» **Document section**
##############################

& Class Notes
3724 - Human Computer Interaction - Summer 2005 -- Pardha S. Pyla
5: Formative Usability Evaluation
Due as per
This step in
your usability engineering process is the real payoff. It's where you
find how good the usability is and where you identify the usability problems.
Most students think this is the most fun and most rewarding part of the
project. The essence of this assignment is to carry out a full set of
formative usability evaluations on your computer-based prototype, following
the detailed techniques described in the class notes and discussed and
practiced in class.
What To Do
Data Collection Session
- Pilot test your high-fidelity
prototype some more.
- Select user participants.
- Decide team roles. Prepare
blank data collection forms and Quis-style user questionnaire.
Data Collection Session
- Get ready and have participants
from the appropriate user classes perform benchmark tasks using your
- Take quantitative and
qualitative usability data. Then finish up with each participant.
- Do usability data analysis.
- Compile a list of usability
problems identified in your testing.
- Do cost-importance analysis
to decide which problems to fix.
- Consider what you learned
in this formative evaluation process.
How To Do
- The first things to do
before you start any usability testing are to pilot test, pilot
test, and pilot test. Get at least one person outside your team
(it's OK to use people from other teams, but just for the pilot test)
to go through your testing routine as a participant. The primary goal
for pilot testing is to make sure the prototype is complete and bug-free
and that it will support usability evaluation without breaking. Also,
from just this quick and simple pre-evaluation activity, you will
learn a lot and it will help you tune and calibrate your formative
evaluation setup. As a result you may make changes to your usability
specifications, bench mark tasks, testing procedures, etc. Make sure
to do enough pilot testing to shakedown the benchmark tasks and usability
specifications you have chosen for evaluation. Don't yet fix usability
problems found in pilot testing.
- Select user participants.
Enlist at least 4 representative users from your client organization.
Your user participants should cover all of your defined user classes.
Use more participants as necessary for your own situation. The rule
of thumb is 3 to 5 users. This number is 'per user class', because
each user class requires potentially a new test, with different benchmark
tasks and different usability specifications. For this class you can
use as few as 2 participants per user class and not get penalized.
Sometimes, when even 2 participants are not available for a user class,
you should use what you can get. You should explain and justify this
kind of exception.
- Decide team roles. One
person should be the evaluation leader or facilitator, to meet and
greet the participants, to keep the evaluation sessions moving, and
to interact with participants. Another person should be responsible
for taking quantitative data (e.g. time on task and error counts).

##############################

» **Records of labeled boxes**
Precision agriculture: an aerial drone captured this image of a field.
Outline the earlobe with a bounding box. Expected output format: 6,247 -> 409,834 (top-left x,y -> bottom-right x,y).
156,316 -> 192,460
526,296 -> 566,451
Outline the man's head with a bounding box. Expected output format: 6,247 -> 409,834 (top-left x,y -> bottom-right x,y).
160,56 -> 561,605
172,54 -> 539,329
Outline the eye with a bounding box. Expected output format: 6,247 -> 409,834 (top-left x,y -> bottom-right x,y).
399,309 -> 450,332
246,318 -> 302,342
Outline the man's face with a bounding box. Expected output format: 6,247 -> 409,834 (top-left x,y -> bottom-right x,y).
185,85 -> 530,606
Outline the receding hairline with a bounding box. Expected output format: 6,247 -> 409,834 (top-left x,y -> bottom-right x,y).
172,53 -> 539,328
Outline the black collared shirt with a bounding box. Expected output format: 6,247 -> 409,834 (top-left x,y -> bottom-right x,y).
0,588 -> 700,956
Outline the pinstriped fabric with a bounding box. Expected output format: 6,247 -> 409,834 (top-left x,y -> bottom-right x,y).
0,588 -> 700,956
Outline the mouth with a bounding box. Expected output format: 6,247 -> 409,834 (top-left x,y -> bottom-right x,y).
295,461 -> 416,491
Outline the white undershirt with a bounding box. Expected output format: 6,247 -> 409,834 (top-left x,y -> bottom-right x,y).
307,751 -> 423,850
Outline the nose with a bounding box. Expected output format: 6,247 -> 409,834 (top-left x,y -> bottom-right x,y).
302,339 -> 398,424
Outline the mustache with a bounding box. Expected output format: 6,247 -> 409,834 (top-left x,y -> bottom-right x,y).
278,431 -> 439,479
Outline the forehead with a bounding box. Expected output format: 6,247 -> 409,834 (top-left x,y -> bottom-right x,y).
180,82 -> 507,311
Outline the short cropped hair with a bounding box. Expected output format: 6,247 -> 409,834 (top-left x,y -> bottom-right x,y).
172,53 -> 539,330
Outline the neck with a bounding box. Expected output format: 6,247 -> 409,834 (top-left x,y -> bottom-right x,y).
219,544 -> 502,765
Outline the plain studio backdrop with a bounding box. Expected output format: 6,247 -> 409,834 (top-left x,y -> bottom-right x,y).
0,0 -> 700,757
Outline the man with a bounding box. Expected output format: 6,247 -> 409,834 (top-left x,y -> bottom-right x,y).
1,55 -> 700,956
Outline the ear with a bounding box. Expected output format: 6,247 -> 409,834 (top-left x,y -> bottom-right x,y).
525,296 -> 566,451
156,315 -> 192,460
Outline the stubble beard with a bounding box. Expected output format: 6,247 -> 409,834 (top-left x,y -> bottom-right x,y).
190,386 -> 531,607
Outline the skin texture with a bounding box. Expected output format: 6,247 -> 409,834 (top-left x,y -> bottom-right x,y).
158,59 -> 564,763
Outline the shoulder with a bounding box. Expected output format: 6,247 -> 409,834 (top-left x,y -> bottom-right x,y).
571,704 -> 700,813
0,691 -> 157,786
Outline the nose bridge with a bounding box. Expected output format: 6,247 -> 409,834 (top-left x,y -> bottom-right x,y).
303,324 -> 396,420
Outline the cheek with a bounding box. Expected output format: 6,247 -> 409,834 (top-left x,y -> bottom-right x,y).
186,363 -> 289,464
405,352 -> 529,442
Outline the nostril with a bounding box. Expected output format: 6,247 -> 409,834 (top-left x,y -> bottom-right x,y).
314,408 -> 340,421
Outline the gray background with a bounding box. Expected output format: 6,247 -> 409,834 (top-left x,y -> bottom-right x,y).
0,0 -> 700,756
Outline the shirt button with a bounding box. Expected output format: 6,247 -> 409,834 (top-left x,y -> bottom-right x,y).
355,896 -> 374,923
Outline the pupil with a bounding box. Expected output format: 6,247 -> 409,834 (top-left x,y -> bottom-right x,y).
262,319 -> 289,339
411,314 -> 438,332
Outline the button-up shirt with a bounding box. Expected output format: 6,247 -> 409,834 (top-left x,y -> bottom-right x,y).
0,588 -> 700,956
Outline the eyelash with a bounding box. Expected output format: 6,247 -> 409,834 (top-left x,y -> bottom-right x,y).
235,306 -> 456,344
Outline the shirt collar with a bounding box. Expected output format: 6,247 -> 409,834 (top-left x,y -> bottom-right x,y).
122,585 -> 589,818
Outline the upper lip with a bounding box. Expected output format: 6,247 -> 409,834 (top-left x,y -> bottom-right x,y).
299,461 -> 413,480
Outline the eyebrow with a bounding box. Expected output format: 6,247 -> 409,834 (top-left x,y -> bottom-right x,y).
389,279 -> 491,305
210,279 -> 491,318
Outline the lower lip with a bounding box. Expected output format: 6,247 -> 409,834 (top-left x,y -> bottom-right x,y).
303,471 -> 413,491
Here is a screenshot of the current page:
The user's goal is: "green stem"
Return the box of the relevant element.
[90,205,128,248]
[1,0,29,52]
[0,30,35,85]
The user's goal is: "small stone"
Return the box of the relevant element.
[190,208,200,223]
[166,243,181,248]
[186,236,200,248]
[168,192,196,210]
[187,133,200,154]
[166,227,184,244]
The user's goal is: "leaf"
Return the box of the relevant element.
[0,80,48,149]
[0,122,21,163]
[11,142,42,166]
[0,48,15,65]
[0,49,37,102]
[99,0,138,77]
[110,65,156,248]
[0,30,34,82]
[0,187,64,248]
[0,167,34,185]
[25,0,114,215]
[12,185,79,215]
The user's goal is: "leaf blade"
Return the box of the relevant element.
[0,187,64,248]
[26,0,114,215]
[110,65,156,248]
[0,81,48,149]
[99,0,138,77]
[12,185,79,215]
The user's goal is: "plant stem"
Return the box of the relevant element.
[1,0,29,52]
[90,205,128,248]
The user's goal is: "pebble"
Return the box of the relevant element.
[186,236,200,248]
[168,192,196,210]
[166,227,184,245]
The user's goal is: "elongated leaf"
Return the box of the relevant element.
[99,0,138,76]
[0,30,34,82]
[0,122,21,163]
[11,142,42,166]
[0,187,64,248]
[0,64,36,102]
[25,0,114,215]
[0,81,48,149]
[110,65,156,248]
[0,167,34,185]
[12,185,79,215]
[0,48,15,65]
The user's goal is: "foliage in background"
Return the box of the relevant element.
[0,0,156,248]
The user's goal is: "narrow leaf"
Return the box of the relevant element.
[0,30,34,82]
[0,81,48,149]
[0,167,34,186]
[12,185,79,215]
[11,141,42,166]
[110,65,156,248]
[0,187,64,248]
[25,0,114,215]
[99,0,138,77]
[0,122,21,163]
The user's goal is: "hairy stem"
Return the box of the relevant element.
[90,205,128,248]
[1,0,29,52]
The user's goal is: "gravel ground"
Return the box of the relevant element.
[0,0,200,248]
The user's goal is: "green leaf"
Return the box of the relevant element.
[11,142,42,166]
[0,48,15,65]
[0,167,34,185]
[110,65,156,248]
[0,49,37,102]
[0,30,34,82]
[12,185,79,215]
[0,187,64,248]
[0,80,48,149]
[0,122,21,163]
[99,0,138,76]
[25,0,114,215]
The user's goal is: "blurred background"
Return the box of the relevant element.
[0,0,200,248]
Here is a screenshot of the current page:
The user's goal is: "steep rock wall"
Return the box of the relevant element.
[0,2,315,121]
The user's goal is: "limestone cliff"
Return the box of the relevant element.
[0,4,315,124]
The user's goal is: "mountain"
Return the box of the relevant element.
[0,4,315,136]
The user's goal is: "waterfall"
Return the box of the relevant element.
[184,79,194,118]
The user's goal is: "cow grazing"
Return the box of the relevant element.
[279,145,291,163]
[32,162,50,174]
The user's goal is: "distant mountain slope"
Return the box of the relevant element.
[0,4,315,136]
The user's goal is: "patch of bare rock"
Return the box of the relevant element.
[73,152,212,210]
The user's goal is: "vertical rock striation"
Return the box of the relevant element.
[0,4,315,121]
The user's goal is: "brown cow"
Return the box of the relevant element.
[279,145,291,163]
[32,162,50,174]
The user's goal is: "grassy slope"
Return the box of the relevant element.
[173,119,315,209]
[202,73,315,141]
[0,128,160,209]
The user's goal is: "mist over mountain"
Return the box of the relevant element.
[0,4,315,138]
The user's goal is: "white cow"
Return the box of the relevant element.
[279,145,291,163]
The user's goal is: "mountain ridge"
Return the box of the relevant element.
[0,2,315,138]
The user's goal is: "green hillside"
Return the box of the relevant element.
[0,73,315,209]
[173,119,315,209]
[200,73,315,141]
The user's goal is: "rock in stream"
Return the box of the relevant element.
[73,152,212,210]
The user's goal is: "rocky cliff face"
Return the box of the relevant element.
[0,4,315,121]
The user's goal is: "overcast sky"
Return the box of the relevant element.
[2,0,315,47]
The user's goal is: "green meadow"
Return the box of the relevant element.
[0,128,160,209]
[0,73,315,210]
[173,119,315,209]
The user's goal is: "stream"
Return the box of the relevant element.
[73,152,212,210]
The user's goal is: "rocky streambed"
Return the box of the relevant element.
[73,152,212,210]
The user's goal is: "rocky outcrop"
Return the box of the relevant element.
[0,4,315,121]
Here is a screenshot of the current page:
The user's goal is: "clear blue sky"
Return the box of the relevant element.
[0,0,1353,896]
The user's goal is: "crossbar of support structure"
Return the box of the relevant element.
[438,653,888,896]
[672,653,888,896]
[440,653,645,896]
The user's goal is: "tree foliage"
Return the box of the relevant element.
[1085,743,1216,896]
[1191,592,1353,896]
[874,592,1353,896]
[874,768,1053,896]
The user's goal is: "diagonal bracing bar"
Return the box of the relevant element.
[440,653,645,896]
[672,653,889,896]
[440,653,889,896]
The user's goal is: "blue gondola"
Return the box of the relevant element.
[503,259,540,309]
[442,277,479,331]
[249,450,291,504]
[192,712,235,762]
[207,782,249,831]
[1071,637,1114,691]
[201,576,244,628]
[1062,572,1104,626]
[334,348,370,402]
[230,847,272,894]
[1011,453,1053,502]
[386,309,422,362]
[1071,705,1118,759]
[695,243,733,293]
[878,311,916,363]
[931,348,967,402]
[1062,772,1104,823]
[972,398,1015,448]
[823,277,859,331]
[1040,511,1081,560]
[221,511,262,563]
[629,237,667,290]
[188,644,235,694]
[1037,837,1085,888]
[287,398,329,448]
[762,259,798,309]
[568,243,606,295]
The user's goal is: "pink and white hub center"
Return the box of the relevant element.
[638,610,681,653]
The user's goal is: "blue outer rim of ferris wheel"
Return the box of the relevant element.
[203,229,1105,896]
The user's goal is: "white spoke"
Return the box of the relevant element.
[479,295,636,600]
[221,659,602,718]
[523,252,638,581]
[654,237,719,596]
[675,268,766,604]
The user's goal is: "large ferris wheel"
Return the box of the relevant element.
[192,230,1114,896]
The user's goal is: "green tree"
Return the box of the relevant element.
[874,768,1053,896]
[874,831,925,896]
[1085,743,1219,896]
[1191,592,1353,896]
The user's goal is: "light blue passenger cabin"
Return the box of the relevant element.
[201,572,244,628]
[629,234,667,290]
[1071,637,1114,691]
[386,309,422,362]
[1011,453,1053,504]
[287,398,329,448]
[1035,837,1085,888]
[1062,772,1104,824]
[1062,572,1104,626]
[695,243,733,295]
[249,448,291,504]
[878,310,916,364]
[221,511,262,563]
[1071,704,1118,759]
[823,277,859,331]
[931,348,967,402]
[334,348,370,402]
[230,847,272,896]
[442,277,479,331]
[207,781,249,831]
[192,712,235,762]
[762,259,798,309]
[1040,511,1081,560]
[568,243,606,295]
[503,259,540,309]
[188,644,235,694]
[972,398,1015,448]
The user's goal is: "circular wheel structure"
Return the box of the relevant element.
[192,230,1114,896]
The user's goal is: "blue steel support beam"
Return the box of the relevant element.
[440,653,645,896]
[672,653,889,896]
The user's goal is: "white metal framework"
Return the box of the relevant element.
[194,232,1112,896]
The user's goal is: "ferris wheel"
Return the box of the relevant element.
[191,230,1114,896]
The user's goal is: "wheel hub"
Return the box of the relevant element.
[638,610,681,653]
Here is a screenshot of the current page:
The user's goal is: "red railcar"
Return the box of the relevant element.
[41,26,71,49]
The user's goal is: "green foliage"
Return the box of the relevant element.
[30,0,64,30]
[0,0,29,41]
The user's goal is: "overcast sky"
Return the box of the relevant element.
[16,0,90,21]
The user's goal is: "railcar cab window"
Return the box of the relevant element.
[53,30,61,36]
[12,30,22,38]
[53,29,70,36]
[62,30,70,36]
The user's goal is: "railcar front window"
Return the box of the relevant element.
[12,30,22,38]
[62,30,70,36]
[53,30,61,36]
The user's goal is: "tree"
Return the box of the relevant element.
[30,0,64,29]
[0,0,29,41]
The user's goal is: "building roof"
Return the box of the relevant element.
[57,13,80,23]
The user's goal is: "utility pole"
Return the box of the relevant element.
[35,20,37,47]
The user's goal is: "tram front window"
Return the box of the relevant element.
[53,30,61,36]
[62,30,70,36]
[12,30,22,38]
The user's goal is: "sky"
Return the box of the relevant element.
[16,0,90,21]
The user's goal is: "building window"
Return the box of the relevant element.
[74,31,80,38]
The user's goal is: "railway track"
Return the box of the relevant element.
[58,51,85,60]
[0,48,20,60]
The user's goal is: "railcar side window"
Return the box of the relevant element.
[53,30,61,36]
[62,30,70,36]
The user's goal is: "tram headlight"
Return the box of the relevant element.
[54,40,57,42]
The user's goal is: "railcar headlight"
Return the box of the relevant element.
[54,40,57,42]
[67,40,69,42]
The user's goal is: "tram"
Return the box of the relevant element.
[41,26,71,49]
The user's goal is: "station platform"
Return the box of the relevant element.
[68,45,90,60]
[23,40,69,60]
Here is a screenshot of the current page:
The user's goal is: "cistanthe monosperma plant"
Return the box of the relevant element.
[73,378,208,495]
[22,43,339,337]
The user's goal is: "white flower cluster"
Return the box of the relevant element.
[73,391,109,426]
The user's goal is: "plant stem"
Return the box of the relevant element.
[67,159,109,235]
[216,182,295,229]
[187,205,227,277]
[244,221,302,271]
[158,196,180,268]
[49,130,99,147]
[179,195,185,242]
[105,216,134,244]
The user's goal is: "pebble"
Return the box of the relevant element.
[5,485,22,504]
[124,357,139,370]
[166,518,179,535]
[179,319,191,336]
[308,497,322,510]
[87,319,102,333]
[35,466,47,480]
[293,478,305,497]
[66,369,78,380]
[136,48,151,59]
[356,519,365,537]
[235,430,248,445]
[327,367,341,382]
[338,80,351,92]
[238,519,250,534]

##############################

» **Task list**
1. According to the assignment, what duties does the evaluation leader or facilitator have? List them.
2. In the entries, begin at the line that has "Outline the gray" and stop after the line that has "355,896 -> 374,923". Write those lines out again, renaming "Outline" to "Enclose" and leaving everything else as it is.
These entries have no connection to the assignment.

» **Per-task outputs**
1.
- Meet and greet the participants
- Keep the evaluation sessions moving
- Interact with participants

2.
Enclose the gray background with a bounding box. Expected output format: 6,247 -> 409,834 (top-left x,y -> bottom-right x,y).
0,0 -> 700,756
Enclose the shirt button with a bounding box. Expected output format: 6,247 -> 409,834 (top-left x,y -> bottom-right x,y).
355,896 -> 374,923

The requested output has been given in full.